#### TEXT SHOWN ####
Automotive design engineers can tackle the issue of pedestrian safety in many different ways.

"I want to die in my sleep like my grandfather. Not screaming and yelling like the passengers in his car." - Will Shriner.

The lawmakers in Europe and the US were concerned - and rightly so. After pouring over the facts, it seemed obvious that some new legislation was needed to reduce the fatalities that occurred when the heads of pedestrians met the bonnets of automobiles.

And so it came to pass that some new laws were drafted and slated to be passed into law, giving the automobile manufacturers plenty of time to design and develop any mechanisms that they saw fit to lessen the likelihood of death from such unfortunate encounters.

The design engineers in the US were excited by the challenge. And they decided to throw every piece of high technology they had at hand to solve the problem. Indeed, when they had completed their design, everyone admitted that what they came up with was rather impressive indeed.

An array of sensors mounted on the front of their new cars detected an impact with a pedestrian. Milliseconds later, the bonnet of the car was fired up into the air by a series of explosive devices. The new design proved itself in both simulation and test. The air compartment created by the raising of the bonnet prevented the head from smashing into the steel bonnet and mashing into the engine itself.
#### THE DATA ####
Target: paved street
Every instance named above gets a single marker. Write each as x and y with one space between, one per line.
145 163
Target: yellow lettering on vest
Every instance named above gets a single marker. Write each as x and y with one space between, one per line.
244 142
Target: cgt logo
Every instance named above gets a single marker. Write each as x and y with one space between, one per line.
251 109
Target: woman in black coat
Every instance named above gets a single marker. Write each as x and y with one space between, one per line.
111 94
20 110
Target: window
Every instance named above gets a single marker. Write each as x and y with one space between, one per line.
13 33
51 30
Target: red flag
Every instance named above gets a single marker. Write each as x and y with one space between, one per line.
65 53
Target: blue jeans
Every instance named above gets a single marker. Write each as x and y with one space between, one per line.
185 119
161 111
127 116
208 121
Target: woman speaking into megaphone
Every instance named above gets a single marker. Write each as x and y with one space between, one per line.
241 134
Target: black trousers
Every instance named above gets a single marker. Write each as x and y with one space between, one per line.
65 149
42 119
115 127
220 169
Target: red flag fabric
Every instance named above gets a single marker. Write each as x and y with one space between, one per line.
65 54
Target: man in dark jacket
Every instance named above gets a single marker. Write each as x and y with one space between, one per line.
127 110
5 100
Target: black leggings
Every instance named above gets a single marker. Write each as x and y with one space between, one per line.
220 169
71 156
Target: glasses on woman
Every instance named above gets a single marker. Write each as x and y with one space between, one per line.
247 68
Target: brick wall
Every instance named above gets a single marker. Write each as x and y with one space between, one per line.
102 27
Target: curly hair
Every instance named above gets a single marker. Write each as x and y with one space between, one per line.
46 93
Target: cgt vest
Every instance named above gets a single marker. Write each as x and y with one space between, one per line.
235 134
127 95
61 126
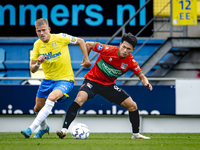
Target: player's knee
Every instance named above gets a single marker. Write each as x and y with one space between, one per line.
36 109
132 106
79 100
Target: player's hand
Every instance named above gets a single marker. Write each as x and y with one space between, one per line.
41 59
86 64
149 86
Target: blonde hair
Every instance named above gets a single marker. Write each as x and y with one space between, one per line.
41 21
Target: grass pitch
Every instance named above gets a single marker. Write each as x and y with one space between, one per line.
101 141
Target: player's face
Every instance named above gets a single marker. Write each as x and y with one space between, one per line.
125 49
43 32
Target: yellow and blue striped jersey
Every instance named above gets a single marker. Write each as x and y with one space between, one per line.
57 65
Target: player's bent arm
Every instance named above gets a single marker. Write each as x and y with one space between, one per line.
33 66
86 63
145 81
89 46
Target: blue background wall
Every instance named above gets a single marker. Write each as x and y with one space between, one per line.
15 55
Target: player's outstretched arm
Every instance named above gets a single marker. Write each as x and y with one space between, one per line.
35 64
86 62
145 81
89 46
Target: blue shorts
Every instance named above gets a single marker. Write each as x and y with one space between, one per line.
####
EXERCISES TO COMPLETE:
a: In the passage on pedestrian safety, what fired the bonnet into the air after the sensors detected an impact?
b: Summarize the passage on pedestrian safety in two sentences.
c: Extend the passage on pedestrian safety from the point where it stops.

WRITTEN RESPONSES:
a: A series of explosive devices.

b: Lawmakers in Europe and the US drafted new laws to reduce pedestrian deaths from heads striking car bonnets, and gave manufacturers time to develop mechanisms to prevent them. US design engineers built front-mounted sensors that detect an impact with a pedestrian and explosive devices that fire the bonnet upward, creating an air compartment that keeps the head from smashing into the steel bonnet and the engine.

c:
The chaps in Europe faced the same challenge. But instead of deploying an electromechanical solution, they simply decided to radically change the design of the bonnet itself. The steel sandwich idea they came up with for their bonnet had a myriad of carefully placed recesses in it. And upon impact with a pedestrian, it absorbed the impact much better than anything that had been placed on the road before it.

Not that the European folks didn't use any high technology in their design at all. They did. Their carefully constructed bonnet was simulated many times on a myriad of distributed processors for hours on end before it went into production and test. It's just that the technology was used in the design and development stage rather than the deployment stage. At the end of the day, what they actually produced just looked to the user like any other bonnet that had gone before it.

I'm sorry to say that because of that, the European design didn't quite receive the same publicity that the all-singing, all-dancing flying bonnet from the US did. When Joe Public heard about the exploding bonnet, they became convinced of its safety aspects, especially after watching the hours of TV and print advertising that the US company saturated the market with.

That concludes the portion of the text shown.